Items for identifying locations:
>> START
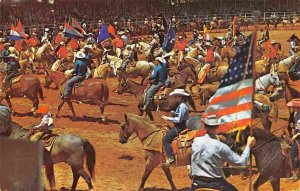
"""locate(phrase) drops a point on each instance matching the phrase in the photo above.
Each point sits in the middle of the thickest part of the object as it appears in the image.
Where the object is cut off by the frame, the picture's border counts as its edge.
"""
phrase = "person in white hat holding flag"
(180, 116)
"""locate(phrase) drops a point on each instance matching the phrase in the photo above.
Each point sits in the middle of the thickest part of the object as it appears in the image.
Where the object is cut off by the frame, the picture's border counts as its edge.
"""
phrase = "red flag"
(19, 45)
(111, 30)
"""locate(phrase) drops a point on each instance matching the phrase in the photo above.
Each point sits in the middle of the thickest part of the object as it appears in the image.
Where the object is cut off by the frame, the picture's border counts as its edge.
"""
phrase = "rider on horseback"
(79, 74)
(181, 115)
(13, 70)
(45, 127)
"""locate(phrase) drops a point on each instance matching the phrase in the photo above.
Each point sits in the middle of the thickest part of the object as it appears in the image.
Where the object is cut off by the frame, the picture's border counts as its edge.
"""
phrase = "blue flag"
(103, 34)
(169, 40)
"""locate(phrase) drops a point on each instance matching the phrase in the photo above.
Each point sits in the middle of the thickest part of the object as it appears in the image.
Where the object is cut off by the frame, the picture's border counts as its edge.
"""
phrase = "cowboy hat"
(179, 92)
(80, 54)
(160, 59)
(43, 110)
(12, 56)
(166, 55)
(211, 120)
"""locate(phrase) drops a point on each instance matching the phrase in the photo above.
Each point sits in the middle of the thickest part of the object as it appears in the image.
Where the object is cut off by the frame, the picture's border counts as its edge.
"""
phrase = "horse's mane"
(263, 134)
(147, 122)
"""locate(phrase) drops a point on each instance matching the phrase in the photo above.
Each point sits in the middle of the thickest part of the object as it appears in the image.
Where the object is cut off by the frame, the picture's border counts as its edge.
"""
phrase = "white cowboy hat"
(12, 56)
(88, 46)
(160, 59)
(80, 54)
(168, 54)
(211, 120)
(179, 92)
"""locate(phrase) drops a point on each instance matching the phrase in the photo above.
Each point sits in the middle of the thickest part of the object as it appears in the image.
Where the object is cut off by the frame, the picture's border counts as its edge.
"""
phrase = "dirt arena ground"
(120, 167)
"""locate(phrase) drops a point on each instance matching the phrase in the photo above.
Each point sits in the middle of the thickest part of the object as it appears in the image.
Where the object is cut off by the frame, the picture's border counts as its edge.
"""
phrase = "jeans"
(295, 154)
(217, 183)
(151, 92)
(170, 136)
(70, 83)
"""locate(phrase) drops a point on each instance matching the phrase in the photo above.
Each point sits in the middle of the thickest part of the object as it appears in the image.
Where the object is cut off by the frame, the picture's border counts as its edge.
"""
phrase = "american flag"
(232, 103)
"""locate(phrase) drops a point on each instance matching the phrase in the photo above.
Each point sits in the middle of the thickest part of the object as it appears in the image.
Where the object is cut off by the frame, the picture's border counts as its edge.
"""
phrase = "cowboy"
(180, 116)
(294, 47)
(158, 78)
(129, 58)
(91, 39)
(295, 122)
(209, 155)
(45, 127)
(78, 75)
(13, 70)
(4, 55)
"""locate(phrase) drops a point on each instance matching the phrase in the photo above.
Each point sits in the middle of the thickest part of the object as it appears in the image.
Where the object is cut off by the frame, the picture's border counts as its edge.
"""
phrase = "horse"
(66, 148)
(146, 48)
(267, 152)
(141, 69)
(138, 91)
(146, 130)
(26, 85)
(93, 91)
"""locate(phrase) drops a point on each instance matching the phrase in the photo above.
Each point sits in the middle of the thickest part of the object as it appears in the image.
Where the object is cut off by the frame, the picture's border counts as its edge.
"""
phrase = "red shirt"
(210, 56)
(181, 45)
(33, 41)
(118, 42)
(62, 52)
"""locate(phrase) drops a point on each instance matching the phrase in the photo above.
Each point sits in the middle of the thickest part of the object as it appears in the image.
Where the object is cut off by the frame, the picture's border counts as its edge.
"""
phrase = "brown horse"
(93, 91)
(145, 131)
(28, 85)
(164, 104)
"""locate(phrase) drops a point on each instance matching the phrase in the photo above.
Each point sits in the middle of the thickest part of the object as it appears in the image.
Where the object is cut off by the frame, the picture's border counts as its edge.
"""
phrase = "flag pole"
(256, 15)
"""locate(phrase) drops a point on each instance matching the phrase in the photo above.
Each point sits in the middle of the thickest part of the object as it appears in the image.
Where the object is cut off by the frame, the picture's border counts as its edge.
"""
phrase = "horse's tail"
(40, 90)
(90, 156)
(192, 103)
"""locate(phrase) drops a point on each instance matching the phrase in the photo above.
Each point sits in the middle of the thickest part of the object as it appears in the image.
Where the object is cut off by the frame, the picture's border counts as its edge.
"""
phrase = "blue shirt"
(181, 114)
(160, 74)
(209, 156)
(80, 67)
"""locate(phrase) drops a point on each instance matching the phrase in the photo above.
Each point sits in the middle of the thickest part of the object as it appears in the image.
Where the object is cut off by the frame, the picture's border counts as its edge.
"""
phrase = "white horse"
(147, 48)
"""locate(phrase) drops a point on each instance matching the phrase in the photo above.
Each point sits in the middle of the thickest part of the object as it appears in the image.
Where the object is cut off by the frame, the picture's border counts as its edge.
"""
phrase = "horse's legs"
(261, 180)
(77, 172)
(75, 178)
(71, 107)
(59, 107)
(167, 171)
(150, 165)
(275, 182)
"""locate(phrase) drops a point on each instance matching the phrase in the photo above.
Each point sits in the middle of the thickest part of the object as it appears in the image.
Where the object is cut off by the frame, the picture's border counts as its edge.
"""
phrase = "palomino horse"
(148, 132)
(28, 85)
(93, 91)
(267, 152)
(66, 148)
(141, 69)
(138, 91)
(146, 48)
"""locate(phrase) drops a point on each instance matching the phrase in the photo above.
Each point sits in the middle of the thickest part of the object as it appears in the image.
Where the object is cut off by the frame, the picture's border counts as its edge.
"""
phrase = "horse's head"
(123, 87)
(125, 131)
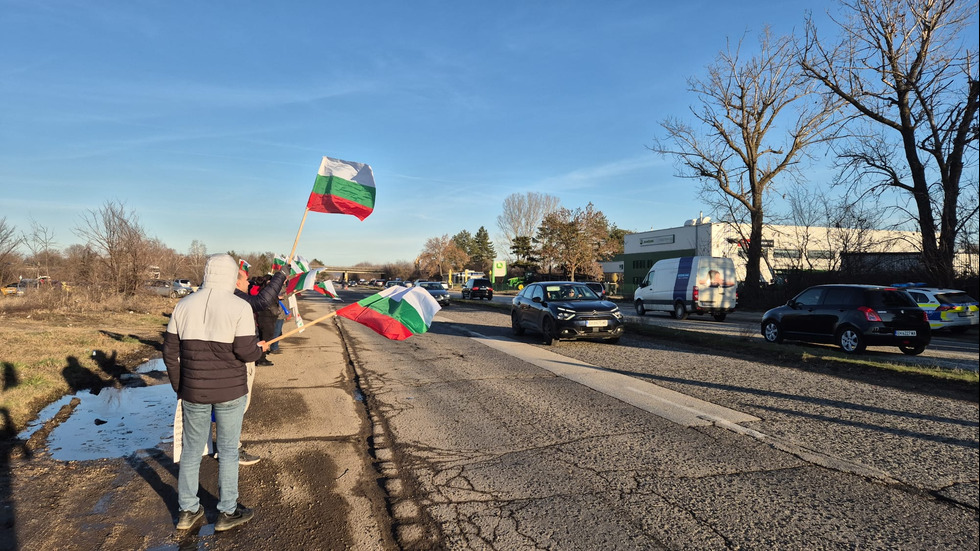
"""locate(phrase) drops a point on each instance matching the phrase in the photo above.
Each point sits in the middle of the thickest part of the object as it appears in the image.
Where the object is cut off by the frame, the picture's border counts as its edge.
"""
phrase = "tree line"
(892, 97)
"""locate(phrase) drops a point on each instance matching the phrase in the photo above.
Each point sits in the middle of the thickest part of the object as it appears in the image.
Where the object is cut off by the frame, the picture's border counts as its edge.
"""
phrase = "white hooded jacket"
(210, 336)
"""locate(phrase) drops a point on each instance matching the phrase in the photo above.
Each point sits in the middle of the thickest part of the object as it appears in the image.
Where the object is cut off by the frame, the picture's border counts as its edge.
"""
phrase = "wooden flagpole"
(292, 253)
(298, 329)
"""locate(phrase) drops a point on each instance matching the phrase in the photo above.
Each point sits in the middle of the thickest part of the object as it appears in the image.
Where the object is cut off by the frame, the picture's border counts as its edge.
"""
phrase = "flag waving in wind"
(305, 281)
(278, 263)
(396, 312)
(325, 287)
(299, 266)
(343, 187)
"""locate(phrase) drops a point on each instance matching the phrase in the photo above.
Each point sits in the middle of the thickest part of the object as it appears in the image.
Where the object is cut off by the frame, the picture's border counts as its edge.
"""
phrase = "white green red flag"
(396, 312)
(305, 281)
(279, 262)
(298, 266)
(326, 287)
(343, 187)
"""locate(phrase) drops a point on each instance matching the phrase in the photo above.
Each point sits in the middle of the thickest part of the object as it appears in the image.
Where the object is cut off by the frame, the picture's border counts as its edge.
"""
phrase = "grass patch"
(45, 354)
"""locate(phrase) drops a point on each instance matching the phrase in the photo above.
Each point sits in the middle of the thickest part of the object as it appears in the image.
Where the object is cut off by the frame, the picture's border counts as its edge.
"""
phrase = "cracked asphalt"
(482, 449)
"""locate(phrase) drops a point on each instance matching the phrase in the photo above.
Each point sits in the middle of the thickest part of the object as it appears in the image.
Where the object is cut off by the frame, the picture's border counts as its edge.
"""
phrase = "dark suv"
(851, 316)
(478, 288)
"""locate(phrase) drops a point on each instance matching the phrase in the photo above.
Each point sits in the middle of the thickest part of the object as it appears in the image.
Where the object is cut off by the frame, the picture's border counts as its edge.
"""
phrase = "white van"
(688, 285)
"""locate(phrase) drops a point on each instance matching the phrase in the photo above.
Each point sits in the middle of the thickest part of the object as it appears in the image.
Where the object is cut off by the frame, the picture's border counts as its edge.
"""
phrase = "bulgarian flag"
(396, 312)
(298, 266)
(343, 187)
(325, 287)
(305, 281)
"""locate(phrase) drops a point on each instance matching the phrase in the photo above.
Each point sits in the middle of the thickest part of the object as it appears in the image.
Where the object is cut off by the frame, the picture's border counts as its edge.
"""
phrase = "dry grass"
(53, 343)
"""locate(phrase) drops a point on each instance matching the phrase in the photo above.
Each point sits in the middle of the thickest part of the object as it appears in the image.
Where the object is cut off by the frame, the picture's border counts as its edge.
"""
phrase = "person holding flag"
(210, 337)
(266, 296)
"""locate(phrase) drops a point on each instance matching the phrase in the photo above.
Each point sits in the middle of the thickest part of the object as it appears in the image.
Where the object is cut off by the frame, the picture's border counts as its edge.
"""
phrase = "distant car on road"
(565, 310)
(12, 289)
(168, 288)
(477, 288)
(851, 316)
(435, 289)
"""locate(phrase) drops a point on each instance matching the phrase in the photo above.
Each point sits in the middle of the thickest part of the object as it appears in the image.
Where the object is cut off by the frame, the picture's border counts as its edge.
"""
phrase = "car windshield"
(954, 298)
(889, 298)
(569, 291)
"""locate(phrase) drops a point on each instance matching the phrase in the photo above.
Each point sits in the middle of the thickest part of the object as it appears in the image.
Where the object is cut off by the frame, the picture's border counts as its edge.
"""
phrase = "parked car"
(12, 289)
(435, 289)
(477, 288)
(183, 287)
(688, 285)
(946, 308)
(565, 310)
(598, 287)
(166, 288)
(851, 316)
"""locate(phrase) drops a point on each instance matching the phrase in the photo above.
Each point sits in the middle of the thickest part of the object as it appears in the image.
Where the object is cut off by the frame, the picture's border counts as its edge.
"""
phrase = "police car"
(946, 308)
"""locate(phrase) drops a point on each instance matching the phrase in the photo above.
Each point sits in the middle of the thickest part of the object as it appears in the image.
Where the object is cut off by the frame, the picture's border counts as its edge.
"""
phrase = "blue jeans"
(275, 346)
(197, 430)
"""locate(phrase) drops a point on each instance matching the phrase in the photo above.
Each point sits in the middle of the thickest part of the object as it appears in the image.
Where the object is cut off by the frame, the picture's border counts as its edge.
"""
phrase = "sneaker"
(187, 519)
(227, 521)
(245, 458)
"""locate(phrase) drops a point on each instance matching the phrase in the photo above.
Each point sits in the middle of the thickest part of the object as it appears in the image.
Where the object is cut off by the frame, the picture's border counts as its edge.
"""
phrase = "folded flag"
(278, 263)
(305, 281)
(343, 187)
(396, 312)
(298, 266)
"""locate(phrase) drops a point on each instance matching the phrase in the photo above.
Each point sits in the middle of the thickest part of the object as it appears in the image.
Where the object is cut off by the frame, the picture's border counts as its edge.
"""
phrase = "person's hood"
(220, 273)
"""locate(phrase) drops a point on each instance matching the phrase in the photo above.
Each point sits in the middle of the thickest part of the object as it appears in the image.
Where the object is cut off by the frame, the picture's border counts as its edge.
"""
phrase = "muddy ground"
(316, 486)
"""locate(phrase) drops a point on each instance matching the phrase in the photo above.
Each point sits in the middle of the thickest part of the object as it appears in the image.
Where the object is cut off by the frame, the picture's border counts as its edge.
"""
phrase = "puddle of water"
>> END
### Set problem
Report how many lines of the records contain the word "blue", and give only the number.

### Response below
3